◆ **Instructions to follow**: Only the closing portion of the entries is to be reproduced: the line containing "Pressing-analysis tagging request: spot the bare" through the very last line, exactly as written.

Referring expression data:
*** Begin section ***

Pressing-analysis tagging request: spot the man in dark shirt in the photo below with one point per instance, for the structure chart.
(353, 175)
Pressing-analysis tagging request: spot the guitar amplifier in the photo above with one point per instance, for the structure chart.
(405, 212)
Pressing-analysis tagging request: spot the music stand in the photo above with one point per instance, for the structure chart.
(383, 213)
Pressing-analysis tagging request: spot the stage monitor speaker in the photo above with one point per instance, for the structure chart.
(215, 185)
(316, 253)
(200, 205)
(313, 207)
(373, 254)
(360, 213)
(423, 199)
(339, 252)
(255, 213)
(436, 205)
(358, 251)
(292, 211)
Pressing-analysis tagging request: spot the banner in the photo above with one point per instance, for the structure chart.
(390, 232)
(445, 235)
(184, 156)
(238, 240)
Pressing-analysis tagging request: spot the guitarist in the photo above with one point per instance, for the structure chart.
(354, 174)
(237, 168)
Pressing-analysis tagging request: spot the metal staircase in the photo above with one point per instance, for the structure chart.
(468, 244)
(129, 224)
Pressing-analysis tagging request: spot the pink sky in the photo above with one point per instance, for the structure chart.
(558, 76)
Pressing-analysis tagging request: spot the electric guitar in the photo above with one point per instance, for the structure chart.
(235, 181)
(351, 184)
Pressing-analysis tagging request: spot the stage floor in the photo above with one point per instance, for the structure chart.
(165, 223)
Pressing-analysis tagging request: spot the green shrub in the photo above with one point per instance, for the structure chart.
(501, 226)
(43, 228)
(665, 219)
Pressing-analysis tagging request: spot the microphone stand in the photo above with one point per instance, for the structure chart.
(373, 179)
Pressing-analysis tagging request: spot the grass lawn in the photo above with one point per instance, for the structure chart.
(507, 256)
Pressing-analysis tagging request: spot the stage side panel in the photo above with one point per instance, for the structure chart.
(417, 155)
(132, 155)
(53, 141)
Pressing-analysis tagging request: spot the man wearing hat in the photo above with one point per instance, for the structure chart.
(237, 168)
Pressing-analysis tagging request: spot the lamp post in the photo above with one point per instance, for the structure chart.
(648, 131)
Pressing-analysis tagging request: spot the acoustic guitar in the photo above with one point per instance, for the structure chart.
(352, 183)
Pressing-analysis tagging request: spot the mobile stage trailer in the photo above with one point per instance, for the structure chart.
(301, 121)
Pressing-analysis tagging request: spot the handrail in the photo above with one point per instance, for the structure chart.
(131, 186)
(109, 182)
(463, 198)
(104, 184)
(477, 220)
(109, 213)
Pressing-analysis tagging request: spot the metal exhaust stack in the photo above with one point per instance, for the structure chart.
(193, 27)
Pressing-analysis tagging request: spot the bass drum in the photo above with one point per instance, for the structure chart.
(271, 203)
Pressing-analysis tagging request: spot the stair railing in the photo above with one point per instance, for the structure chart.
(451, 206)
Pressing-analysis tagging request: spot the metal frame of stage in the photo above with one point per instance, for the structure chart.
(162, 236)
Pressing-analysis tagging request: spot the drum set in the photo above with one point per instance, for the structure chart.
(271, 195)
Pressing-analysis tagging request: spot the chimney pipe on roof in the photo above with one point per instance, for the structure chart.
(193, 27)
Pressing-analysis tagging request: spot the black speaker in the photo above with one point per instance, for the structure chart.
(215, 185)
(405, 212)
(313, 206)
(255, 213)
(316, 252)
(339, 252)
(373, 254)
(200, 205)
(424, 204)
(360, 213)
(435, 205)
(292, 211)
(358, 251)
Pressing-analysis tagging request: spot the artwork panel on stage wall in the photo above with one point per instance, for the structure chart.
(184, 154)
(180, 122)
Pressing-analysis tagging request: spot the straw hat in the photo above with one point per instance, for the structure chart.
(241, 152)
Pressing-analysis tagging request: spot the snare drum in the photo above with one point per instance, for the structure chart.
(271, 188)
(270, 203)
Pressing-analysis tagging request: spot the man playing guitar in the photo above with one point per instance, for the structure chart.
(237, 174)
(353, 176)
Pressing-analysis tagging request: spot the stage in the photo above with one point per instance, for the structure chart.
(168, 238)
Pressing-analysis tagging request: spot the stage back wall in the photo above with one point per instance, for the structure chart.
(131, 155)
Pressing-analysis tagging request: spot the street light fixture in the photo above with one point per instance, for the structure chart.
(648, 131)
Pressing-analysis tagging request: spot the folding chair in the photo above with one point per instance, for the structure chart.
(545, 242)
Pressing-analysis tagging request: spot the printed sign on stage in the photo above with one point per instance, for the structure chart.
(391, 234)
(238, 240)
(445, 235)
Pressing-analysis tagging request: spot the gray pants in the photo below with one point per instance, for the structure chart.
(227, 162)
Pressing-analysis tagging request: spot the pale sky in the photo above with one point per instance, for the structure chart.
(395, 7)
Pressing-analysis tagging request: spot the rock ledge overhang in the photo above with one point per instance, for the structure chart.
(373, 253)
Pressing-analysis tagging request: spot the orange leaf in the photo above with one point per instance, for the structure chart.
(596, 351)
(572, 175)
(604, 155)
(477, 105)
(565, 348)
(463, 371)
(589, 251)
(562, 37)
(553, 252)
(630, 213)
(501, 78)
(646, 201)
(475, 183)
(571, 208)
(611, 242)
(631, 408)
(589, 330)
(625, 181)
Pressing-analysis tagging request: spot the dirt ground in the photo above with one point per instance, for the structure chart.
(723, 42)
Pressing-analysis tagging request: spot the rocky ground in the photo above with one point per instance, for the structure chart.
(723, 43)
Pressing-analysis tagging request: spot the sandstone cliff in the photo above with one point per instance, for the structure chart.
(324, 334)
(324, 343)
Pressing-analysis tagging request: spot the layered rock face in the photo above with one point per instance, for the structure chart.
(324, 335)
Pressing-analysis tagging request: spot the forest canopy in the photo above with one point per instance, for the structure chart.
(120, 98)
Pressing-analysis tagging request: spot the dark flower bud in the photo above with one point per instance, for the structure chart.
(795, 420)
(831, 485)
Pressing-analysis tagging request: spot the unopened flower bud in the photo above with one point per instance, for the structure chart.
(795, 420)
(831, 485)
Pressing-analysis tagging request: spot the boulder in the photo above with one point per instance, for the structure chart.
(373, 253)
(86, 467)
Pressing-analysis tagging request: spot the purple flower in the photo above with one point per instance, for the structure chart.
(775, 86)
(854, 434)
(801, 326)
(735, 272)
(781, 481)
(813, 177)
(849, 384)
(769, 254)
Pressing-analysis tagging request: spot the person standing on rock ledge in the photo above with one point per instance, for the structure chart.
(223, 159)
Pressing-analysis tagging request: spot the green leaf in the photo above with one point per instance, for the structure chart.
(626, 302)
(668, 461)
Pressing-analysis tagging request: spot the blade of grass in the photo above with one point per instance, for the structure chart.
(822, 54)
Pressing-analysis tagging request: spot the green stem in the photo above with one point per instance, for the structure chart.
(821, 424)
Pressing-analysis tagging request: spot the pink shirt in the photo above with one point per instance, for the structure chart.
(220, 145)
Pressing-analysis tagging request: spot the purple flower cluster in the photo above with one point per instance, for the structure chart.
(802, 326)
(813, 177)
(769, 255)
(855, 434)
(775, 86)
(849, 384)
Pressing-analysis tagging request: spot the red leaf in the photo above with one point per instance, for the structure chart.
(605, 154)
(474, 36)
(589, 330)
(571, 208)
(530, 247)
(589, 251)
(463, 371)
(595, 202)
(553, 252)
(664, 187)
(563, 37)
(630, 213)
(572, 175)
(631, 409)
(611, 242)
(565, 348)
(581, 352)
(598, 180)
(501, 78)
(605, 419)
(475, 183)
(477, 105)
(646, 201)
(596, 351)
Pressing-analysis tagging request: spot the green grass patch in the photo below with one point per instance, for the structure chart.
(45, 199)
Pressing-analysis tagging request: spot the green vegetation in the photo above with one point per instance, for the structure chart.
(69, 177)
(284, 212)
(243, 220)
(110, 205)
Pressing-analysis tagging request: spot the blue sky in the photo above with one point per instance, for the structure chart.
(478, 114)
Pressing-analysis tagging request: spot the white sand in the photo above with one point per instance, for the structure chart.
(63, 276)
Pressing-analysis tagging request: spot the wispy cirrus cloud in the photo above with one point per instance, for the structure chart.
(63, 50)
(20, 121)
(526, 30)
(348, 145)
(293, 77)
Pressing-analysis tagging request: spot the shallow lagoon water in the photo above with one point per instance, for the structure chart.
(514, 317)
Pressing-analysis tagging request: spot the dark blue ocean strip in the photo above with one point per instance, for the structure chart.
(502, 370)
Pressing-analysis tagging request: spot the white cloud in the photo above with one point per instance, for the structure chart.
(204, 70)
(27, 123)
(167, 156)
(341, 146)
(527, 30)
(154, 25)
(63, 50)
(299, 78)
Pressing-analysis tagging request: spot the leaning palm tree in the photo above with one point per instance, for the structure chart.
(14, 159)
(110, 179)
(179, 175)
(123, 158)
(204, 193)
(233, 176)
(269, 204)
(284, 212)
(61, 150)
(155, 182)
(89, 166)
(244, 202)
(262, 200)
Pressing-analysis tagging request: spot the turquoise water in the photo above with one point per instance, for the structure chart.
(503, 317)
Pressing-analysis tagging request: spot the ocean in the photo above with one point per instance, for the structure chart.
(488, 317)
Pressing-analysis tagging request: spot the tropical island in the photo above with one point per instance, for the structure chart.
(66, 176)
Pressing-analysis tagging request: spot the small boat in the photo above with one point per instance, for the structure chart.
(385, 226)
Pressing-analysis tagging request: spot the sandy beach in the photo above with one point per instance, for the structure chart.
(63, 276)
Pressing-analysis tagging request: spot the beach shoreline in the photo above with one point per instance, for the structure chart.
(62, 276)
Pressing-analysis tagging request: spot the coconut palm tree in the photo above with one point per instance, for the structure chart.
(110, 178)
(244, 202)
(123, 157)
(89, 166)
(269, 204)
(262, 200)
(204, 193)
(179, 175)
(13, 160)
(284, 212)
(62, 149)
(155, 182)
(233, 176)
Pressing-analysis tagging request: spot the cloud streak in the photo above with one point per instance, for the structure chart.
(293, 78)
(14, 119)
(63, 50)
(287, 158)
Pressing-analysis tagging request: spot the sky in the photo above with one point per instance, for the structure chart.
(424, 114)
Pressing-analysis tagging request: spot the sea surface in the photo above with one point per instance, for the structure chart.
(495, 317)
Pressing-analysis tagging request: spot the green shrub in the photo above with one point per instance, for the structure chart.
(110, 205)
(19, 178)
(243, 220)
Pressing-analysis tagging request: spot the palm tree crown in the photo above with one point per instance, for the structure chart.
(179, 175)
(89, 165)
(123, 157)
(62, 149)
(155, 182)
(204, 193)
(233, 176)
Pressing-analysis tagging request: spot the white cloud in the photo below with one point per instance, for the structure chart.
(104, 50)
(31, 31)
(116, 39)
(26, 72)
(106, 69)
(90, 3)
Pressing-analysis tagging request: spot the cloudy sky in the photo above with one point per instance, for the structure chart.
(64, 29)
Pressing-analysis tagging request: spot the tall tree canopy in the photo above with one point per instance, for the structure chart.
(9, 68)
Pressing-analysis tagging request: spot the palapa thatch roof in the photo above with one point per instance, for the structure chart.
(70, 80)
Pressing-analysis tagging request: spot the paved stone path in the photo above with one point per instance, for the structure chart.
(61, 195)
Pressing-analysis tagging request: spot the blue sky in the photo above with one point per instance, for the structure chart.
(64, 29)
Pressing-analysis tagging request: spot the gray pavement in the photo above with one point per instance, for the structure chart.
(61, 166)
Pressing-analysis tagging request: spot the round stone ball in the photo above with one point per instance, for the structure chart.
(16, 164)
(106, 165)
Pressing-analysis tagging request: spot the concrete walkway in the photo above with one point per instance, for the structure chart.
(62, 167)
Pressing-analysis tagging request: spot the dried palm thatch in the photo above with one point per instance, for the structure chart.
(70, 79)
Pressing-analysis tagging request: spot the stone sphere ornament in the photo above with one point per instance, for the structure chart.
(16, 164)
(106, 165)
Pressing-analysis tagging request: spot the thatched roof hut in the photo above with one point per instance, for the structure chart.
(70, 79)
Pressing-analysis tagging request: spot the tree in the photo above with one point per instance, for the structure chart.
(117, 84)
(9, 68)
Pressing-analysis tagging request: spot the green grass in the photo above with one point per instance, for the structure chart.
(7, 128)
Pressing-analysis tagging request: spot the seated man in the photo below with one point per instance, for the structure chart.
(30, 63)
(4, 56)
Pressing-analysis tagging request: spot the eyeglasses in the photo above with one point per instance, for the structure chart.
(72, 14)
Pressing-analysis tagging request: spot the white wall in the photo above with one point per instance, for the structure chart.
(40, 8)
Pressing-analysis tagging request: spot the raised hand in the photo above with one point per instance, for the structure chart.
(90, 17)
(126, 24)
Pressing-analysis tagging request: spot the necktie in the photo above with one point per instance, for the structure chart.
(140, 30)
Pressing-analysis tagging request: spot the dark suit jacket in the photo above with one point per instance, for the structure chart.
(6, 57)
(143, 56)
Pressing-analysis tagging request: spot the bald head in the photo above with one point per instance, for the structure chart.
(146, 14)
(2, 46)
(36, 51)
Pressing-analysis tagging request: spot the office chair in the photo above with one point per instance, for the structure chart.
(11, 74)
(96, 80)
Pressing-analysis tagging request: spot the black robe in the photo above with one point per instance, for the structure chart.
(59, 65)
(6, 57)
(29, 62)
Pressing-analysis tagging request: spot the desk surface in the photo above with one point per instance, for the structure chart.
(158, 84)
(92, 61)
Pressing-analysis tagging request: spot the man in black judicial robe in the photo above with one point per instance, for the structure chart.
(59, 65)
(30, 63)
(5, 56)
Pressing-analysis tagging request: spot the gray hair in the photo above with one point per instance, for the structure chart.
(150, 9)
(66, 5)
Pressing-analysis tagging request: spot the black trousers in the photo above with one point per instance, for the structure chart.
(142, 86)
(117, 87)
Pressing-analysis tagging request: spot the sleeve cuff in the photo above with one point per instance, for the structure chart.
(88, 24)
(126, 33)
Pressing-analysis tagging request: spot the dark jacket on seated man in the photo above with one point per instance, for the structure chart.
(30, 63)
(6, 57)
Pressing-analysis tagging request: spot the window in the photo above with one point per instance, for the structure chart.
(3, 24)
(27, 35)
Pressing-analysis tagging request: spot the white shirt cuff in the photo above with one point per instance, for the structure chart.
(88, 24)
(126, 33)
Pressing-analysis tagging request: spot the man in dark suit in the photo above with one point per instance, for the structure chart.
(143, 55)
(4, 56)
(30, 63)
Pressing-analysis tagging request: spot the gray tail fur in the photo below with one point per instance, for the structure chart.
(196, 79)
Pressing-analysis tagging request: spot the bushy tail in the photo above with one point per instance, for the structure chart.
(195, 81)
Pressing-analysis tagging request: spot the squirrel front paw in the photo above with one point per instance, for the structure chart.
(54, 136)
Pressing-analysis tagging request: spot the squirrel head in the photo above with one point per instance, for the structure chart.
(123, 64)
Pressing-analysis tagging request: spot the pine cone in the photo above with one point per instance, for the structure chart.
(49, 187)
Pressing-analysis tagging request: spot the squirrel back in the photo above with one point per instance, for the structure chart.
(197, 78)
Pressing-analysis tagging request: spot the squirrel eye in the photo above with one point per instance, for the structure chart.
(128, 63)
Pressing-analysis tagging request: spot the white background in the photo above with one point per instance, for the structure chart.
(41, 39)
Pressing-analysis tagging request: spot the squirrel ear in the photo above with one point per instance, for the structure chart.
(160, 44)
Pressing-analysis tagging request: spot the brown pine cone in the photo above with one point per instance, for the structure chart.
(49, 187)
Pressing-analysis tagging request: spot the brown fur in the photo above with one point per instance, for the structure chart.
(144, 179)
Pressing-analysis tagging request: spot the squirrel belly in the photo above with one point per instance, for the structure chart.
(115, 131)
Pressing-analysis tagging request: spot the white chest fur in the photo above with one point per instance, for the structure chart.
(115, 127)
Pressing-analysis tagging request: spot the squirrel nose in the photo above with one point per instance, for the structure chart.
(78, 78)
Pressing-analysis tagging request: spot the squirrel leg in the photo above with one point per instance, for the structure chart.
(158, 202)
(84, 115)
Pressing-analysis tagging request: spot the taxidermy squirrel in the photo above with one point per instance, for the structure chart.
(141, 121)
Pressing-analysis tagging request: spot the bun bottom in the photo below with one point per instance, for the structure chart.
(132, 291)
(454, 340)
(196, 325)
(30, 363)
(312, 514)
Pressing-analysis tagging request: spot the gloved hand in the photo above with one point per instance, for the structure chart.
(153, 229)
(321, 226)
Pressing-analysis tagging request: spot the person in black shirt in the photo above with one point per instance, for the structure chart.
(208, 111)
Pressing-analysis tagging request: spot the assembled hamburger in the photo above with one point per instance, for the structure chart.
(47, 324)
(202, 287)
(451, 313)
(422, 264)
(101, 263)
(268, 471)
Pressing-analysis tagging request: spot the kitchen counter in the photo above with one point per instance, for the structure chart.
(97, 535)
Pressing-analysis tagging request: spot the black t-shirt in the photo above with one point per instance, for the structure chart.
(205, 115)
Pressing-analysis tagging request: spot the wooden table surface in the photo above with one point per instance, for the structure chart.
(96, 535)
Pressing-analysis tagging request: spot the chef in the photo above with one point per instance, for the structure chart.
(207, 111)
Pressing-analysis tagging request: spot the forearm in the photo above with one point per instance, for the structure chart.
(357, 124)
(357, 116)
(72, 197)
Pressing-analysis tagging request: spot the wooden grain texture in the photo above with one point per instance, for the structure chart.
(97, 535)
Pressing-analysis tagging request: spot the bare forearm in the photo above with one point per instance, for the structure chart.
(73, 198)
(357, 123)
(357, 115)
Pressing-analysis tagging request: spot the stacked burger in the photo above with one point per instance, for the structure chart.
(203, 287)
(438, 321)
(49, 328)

*** End section ***

◆ **Result for this task**:
Pressing-analysis tagging request: spot the bare forearm in the photo above with one point per instance, for the structure chart.
(73, 198)
(357, 123)
(357, 115)
Pressing-analysis tagging request: spot the stacked burger in the photo above with one point per instance, for the structure chart.
(203, 287)
(438, 321)
(49, 328)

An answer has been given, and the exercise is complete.